**WHAT IS BEING ASKED:** Put the entries below into a numbered list, leaving out any blank lines.

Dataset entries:
§

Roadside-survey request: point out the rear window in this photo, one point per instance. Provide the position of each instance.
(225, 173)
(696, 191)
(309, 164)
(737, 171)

§

**REPLY:**
1. Roadside-survey request: point out the rear window in this photo, one point per instance. Provide the position of each instance.
2. (225, 173)
3. (696, 191)
4. (309, 164)
5. (737, 171)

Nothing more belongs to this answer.